* Short task 1 *
Print the entries from the line containing "# test: point at every instance of the train door, one" through the last line of the entries, both ends included, without any change.

* Text to read *
WebAPI/AudioChannels

From MozillaWiki
Jump to: navigation, search

This API introduces the concept of a hierarchy of audio channels. The channels are prioritized as to allow "silencing all channels with priority lower than X".

The problems that we are trying to solve are:

  • When the user answers a phone call, the sound from all apps should be silenced
  • The alarm clock shouldn't be muted even if normal audio is muted. This to prevent the user oversleeping due to having muted the phone the previous day.
  • When the user leaves an app, under normal circumstances the app should be muted.
  • Some apps need to be able to opt in to not getting muted when the user leaves the app, such as the music player app or the radio app.
  • When the volume keys are used it should change the volume for different audio types depending on context. For example while in the alarm app, the volume keys should adjust the alarm volume and not the "normal" volume.
  • When a video app starts playing audio, background music should be muted while video is playing.

See also: https://etherpad.mozilla.org/sound-stream-types

The channels are:

  • normal: UI sounds, web content, music, radio
  • content: music, video.
  • notification: New email, incoming SMS
  • alarm: Alarm clock, calendar alarms
  • ringer: Incoming phone calls.
  • telephony: Phone calls, voip calls.
  • publicnotification: Forced camera shutter sounds. This will not be in V1.

Whenever an audio channel is used, lower priority channels are automatically paused. The only exception to this is that "normal" and "content" has the same priority which means that if the "content" channel is used, it's simply mixed with audio from the "normal" channel.

* Given records *

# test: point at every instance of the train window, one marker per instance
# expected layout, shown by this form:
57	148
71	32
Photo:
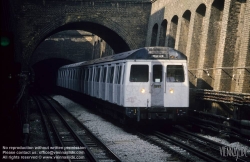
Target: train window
157	73
123	66
118	75
86	74
139	73
97	75
175	73
90	74
104	74
110	74
82	74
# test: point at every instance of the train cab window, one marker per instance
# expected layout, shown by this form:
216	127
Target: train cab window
139	73
97	75
90	75
104	75
157	73
86	75
111	74
175	73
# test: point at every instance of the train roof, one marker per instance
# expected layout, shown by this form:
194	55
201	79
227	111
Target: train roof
161	53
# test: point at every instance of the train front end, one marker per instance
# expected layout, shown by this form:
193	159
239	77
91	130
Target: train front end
157	88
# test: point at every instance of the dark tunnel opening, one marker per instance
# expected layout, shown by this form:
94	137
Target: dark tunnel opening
45	74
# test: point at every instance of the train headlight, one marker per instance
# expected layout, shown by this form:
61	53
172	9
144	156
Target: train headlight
143	90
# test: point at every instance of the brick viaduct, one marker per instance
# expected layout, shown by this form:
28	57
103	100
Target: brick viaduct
214	34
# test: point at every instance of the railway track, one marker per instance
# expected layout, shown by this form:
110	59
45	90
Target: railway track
74	140
190	147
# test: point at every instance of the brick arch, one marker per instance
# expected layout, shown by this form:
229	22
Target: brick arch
98	25
154	35
212	44
198	28
163	31
185	23
173	31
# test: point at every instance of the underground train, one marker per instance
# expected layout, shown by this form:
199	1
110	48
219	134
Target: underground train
149	83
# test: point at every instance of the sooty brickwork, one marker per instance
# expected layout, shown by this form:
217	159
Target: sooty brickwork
214	34
122	24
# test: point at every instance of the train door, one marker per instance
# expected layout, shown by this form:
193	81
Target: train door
176	86
157	85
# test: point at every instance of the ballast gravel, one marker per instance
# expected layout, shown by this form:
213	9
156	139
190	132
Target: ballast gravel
129	147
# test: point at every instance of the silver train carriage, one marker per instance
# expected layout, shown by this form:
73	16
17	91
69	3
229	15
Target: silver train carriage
146	83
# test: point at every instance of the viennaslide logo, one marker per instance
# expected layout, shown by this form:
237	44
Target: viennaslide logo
227	151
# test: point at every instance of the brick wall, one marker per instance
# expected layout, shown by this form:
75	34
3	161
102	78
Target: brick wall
122	24
216	42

* Short task 2 *
In the audio channels page, switch every "user" to "owner" in the passage between "This API introduces" and "the previous day.", inclusive, and write out that passage.

* Worked solution 1 *
# test: point at every instance of the train door, one marker per instance
# expected layout, shown by this form:
193	81
Target: train door
176	86
157	85
# test: point at every instance of the ballast gravel, one marker per instance
# expected layout, shown by this form:
213	9
156	139
190	132
Target: ballast gravel
129	147
# test: point at every instance of the silver train carriage, one marker per instance
# expected layout, shown by this form:
73	16
17	91
69	3
229	15
Target: silver train carriage
146	83
# test: point at every instance of the viennaslide logo, one marker per instance
# expected layout, shown by this form:
237	44
Target: viennaslide logo
227	151
# test: point at every instance of the brick wall, one marker per instance
# expected layout, shown by this form:
75	34
3	161
102	78
Target: brick wall
122	24
216	42

* Worked solution 2 *
This API introduces the concept of a hierarchy of audio channels. The channels are prioritized as to allow "silencing all channels with priority lower than X".

The problems that we are trying to solve are:

  • When the owner answers a phone call, the sound from all apps should be silenced
  • The alarm clock shouldn't be muted even if normal audio is muted. This to prevent the owner oversleeping due to having muted the phone the previous day.